Aufgabenstellung a:
Fasse bitte den Absatz des Textauszugs, der mit "Die deutsche Musik und Philosophie haben" beginnt, in knapperer Form zusammen und behalte seine wesentlichen Fakten bei.

Textauszug:
<<<<
Musik und Philosophie sind die europäischen Ereignisse der deutschen Kultur schlechthin. Und diesen ihren europäischen Charakter zu wahren, sie vor dem Zurücksinken in blosse Nationalität zu bewahren, ist eine der Grundtendenzen Nietzsches. Am Schluss des Aphorismus 245 aus Jenseits von Gut und Böse heisst es etwa von Schumann - fraglos zu Unrecht -, er sei "nur noch ein deutsches Ereignis in der Musik, kein europäisches mehr, wie Beethoven es war ... - mit ihm drohte der deutschen Musik ihre grösste Gefahr: die Stimme für die Seele Europas zu verlieren und zu einer blossen Vaterländerei herabzusinken." Die Stimme für die Seele Europas, das ist für Nietzsche die Mission der deutschen Musik seit Mozart, der "in noch umfänglicheren Masse" als Beethoven ein europäisches Ereignis gewesen sei, aber nach Nietzsche noch ganz dem alten, vorrevolutionären Europa zugehörte, sich nicht wie Beethoven, wie Goethe oder Heine aus spezifisch deutschen Voraussetzungen über das Nur-Deutsche erhob.

Die deutsche Musik und Philosophie haben nach langer kultureller Verspätung erst im 18. Jahrhundert ihren Siegeszug angetreten, einen Siegeszug, der gleich über die deutschen Grenzen hinausführte. Die Musik der Wiener Klassik und die idealistische Philosophie waren unmittelbar europäische Ereignisse, bewirkten einen tiefgreifenden Paradigmawechsel im philosophischen wie musikalischen Denken. Das Gleiche war der deutschen Literatur, die ebenfalls im 18. Jahrhundert zu ihrem ersten grossen Aufschwung ansetzte, nur wenige Jahrzehnte beschieden. Was Nietzsche zu Unrecht für die deutsche Musik befürchtete, ereignete sich mit der deutschen Literatur nach dem Tode Goethes wirklich: sie sank von Heine abgesehen - bis zur nächsten Jahrhundertwende zu bloss nationaler Bedeutsamkeit herab, über die Goethe sie doch so entschieden hinauszuführen gestrebt hatte.
>>>>
Gezeigte Auflistung:
<<<<
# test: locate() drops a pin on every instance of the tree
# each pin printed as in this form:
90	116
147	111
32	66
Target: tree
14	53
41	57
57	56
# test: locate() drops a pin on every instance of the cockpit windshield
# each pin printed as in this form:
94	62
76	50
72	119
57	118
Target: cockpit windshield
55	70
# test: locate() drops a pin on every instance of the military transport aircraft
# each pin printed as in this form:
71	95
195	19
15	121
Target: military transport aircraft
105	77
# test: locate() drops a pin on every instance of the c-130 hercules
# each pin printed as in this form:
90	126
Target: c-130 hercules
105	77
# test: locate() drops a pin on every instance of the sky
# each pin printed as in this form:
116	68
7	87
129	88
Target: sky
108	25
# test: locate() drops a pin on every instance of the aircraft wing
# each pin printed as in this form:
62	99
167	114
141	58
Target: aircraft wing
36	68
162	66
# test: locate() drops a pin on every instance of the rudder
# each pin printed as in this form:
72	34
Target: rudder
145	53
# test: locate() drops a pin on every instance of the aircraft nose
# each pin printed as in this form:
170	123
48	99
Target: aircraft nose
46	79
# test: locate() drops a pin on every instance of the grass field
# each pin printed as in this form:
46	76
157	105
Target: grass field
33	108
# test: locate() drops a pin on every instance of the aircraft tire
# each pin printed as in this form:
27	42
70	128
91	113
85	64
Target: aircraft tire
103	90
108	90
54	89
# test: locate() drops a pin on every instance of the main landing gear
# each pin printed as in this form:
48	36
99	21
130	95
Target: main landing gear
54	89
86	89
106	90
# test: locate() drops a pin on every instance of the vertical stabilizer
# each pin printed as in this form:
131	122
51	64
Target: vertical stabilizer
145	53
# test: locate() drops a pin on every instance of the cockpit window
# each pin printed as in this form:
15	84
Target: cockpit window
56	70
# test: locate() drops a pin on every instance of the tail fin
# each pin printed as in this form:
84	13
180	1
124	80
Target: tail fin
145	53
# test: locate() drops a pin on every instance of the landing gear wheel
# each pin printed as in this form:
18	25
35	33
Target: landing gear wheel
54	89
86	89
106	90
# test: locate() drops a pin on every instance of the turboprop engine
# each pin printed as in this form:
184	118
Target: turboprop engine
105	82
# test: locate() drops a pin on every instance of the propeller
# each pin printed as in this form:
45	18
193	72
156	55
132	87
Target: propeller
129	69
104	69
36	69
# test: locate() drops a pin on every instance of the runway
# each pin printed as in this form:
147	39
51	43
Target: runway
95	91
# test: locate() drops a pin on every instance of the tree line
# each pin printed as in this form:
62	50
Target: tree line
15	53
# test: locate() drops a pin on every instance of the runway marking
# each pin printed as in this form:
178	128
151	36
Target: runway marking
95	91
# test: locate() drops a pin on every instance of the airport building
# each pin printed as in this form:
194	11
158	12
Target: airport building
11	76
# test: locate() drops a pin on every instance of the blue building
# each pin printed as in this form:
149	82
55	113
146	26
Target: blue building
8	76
>>>>
Aufgabenstellung b:
Gib die Zeilen der Auflistung als JSON-Liste von Zeichenketten wieder, eine Zeichenkette pro Zeile und ohne Leerzeilen. Beginne bei der Zeile der Auflistung, die "the landing gear wheel" enthält, und höre nach der letzten Zeile der Auflistung auf.

Richtige Antwort a:
Nach langer kultureller Verspätung traten deutsche Musik und Philosophie erst im 18. Jahrhundert einen Siegeszug an, der sofort über Deutschland hinausreichte. Wiener Klassik und idealistische Philosophie waren unmittelbar europäische Ereignisse und lösten einen tiefgreifenden Paradigmawechsel im musikalischen wie philosophischen Denken aus. Der deutschen Literatur, die ebenfalls im 18. Jahrhundert aufblühte, war dies nur wenige Jahrzehnte vergönnt. Was Nietzsche zu Unrecht für die Musik fürchtete, traf nach Goethes Tod auf die Literatur zu: Abgesehen von Heine sank sie bis zur nächsten Jahrhundertwende zu bloß nationaler Bedeutung herab, über die Goethe sie hatte hinausführen wollen.

Richtige Antwort b:
[
  "# test: locate() drops a pin on every instance of the landing gear wheel",
  "# each pin printed as in this form:",
  "18\t25",
  "35\t33",
  "Target: landing gear wheel",
  "54\t89",
  "86\t89",
  "106\t90",
  "# test: locate() drops a pin on every instance of the turboprop engine",
  "# each pin printed as in this form:",
  "184\t118",
  "Target: turboprop engine",
  "105\t82",
  "# test: locate() drops a pin on every instance of the propeller",
  "# each pin printed as in this form:",
  "45\t18",
  "193\t72",
  "156\t55",
  "132\t87",
  "Target: propeller",
  "129\t69",
  "104\t69",
  "36\t69",
  "# test: locate() drops a pin on every instance of the runway",
  "# each pin printed as in this form:",
  "147\t39",
  "51\t43",
  "Target: runway",
  "95\t91",
  "# test: locate() drops a pin on every instance of the tree line",
  "# each pin printed as in this form:",
  "62\t50",
  "Target: tree line",
  "15\t53",
  "# test: locate() drops a pin on every instance of the runway marking",
  "# each pin printed as in this form:",
  "178\t128",
  "151\t36",
  "Target: runway marking",
  "95\t91",
  "# test: locate() drops a pin on every instance of the airport building",
  "# each pin printed as in this form:",
  "194\t11",
  "158\t12",
  "Target: airport building",
  "11\t76",
  "# test: locate() drops a pin on every instance of the blue building",
  "# each pin printed as in this form:",
  "149\t82",
  "55\t113",
  "146\t26",
  "Target: blue building",
  "8\t76"
]